▶ Problem to work on:
Write out the entries verbatim and leave the images out of the copy.

[Coordinate annotation entries]
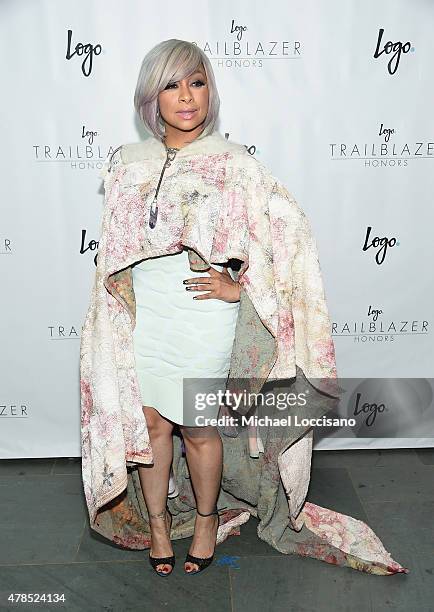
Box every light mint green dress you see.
[132,249,239,427]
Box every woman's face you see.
[158,67,209,146]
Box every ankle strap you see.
[196,505,227,516]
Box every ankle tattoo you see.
[149,509,166,518]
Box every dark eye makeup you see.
[164,79,205,89]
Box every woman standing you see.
[80,39,407,575]
[133,41,240,573]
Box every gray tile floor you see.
[0,449,434,612]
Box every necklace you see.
[149,142,179,229]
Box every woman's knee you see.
[181,425,221,446]
[143,406,173,438]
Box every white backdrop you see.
[0,0,434,458]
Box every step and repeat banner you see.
[0,0,434,458]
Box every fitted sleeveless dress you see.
[132,249,239,427]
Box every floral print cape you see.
[80,131,408,575]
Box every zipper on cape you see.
[149,147,179,229]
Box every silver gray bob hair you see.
[134,38,220,141]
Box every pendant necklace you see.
[149,143,179,229]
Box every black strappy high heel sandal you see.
[184,506,220,574]
[149,508,175,576]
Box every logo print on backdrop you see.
[329,123,434,168]
[81,125,98,144]
[197,19,301,68]
[362,225,399,266]
[0,404,29,419]
[373,28,414,74]
[0,238,13,255]
[332,304,429,344]
[47,325,78,340]
[66,30,102,76]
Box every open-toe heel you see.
[184,506,220,574]
[148,509,175,576]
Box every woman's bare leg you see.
[138,406,173,572]
[181,426,223,571]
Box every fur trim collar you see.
[121,130,247,164]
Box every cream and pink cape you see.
[80,131,408,575]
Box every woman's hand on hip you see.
[183,267,240,302]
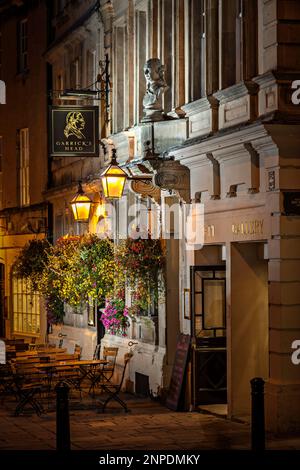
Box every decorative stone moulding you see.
[253,71,300,121]
[130,180,160,204]
[154,157,191,203]
[182,96,219,139]
[214,81,259,129]
[142,58,167,122]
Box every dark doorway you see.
[191,265,227,406]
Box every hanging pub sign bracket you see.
[49,106,99,157]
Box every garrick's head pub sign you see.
[50,106,99,157]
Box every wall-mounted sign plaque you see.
[49,106,99,157]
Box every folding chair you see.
[93,344,101,360]
[101,353,133,413]
[12,363,46,416]
[74,344,82,359]
[89,345,119,397]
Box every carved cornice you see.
[182,96,219,117]
[213,81,259,104]
[154,159,191,203]
[129,180,160,204]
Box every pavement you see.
[0,394,300,451]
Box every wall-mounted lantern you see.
[70,181,92,222]
[101,149,128,199]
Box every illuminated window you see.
[18,129,30,206]
[12,278,41,335]
[0,31,3,78]
[18,19,28,72]
[0,136,3,210]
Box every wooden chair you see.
[93,344,101,360]
[12,359,46,416]
[101,353,133,413]
[74,344,82,359]
[102,346,119,381]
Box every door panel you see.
[191,266,227,406]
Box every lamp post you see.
[101,149,127,199]
[70,181,92,222]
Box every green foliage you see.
[12,239,50,290]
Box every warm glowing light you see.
[101,149,127,199]
[70,183,92,222]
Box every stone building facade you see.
[0,0,300,431]
[97,0,300,431]
[0,1,51,342]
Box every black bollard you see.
[55,382,71,450]
[250,377,265,452]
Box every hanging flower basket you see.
[116,238,165,316]
[100,298,129,336]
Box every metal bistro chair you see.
[100,352,133,413]
[89,346,119,397]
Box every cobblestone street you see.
[0,396,300,450]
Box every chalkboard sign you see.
[283,191,300,215]
[166,333,191,411]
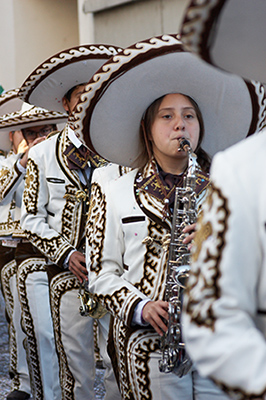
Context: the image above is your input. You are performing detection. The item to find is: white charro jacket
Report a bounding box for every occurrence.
[86,159,209,326]
[21,125,122,266]
[0,152,25,238]
[183,130,266,400]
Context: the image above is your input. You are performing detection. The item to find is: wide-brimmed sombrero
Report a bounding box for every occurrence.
[0,89,23,151]
[0,103,68,134]
[0,89,23,115]
[72,35,265,166]
[180,0,266,83]
[19,44,121,112]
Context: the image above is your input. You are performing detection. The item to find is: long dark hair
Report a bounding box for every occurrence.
[138,94,211,172]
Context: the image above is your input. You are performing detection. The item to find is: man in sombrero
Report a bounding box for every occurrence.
[182,0,266,400]
[71,35,264,400]
[20,45,123,400]
[0,89,31,396]
[0,101,66,400]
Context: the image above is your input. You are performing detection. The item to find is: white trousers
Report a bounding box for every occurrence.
[139,353,229,400]
[48,272,121,400]
[17,257,61,400]
[1,260,31,394]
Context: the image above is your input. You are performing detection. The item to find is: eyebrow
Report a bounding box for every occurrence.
[158,106,196,112]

▶ Task solution:
Box every light mint green dress you see.
[132,249,239,427]
Box every woman's face you see.
[158,67,209,146]
Box every ankle strap you see.
[196,505,227,516]
Box every ankle tattoo you see.
[149,509,166,518]
Box every dark eye makeup you see.
[164,79,205,89]
Box every woman standing you see.
[80,39,407,575]
[133,41,240,573]
Box every gray tile floor you see.
[0,449,434,612]
Box every necklace you see.
[149,142,179,229]
Box every woman's knee you see.
[181,425,221,446]
[143,406,173,438]
Box every white backdrop you see.
[0,0,434,458]
Box every step and repeat banner you see.
[0,0,434,458]
Box every fitted sleeveless dress you see.
[132,249,239,427]
Box every floral print cape you see.
[80,131,408,575]
Box every zipper on cape you see.
[149,147,179,229]
Box every silver gray bob hair you see.
[134,38,220,141]
Box every pendant necklace you see.
[149,143,179,229]
Box every black strappy high heel sandal you see.
[184,506,220,574]
[149,508,175,576]
Box every logo print on backdrop you see.
[329,123,434,168]
[81,125,98,144]
[197,19,301,68]
[362,225,399,266]
[0,404,29,419]
[373,28,414,74]
[0,238,13,255]
[332,304,429,344]
[47,325,78,340]
[66,30,102,76]
Box every open-toe heel you see.
[184,506,220,574]
[148,509,175,576]
Box every woman's bare leg you see.
[138,406,173,572]
[181,426,223,571]
Box every fur trim collar you see.
[121,130,247,164]
Box every cream and pink cape you see.
[80,131,408,575]
Box every woman's hand on hip you see.
[183,267,240,302]
Box every decorative stone moulding you see.
[253,71,300,121]
[130,180,160,204]
[154,157,191,203]
[182,96,219,139]
[214,81,259,129]
[142,58,167,122]
Box every dark doorway you see.
[191,265,227,406]
Box every hanging pub sign bracket you see.
[49,106,99,157]
Box every garrick's head pub sign you see.
[50,106,99,157]
Box every wall-mounted sign plaque you see.
[49,106,99,157]
Box every folding chair you see.
[93,344,101,360]
[101,353,133,413]
[12,363,46,416]
[74,344,82,359]
[89,345,119,397]
Box every carved cornice you see.
[182,96,219,117]
[213,81,259,104]
[154,159,191,203]
[129,180,160,204]
Box every pavement you see.
[0,394,300,451]
Box every wall-mounted lantern you see.
[70,181,92,222]
[101,149,128,199]
Box every illuminated window you see.
[18,129,30,206]
[12,278,41,335]
[0,31,3,78]
[18,19,28,72]
[0,136,3,210]
Box every wooden chair you see.
[93,344,101,360]
[12,359,46,416]
[101,353,133,413]
[74,344,82,359]
[102,346,119,381]
Box every door panel you see.
[191,266,227,406]
Box every lamp post you see.
[101,149,127,199]
[70,181,92,222]
Box every green foliage you see.
[12,239,50,290]
Box every warm glowing light you see.
[101,149,127,199]
[70,183,92,222]
Box every stone building facade you see.
[0,0,300,431]
[97,0,300,431]
[0,1,51,342]
Box every black bollard you see.
[55,382,71,450]
[250,377,265,452]
Box every hanging flower basket you see.
[116,238,165,316]
[100,298,129,336]
Box every metal bistro chair you see.
[100,352,133,413]
[89,346,119,397]
Box every cobblestone street you see.
[0,396,300,450]
Box every chalkboard sign you see.
[283,191,300,215]
[166,333,191,411]
Context: the image above is your input. You are performing detection. The item to find is: white charro jacket
Report a bounding box for every occurrence.
[86,159,209,326]
[21,125,122,266]
[0,152,25,238]
[183,130,266,400]
Context: the image above is your input. You are performing detection. The item to find is: wide-brimmed sombrero
Report a bounding box for every occurrence.
[0,89,23,151]
[0,103,68,134]
[0,89,23,115]
[72,35,265,166]
[180,0,266,83]
[19,44,121,112]
Context: the image above is your input. You are performing detection. The item to find is: long dark hair
Report a bounding box for every occurrence.
[138,94,211,172]
Context: the image above is your input. You are performing detection. The item to find is: man in sombrero
Report a bounding box for every occurrence.
[182,0,266,400]
[71,35,264,400]
[20,45,123,400]
[0,89,31,396]
[0,101,66,400]
Context: the image above is your input. You are performing detection. The item to find is: white trousers
Report a bounding box for every occurrence.
[139,353,229,400]
[48,272,121,400]
[17,257,61,400]
[1,260,31,394]
Context: the image above is your input. You are performing detection. The item to find is: eyebrow
Report a bounding box for every occurrence.
[158,106,196,112]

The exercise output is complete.